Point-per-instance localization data
++++
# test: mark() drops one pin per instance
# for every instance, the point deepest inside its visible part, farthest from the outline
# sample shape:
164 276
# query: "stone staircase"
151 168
++++
[Brief]: Could you give again exactly the lines from the line containing "# for every" through the final line of the data above, and no others?

[Answer section]:
# for every instance, the point deepest inside its visible part, farthest from the outline
# sample shape:
164 276
# query: "stone staircase"
151 168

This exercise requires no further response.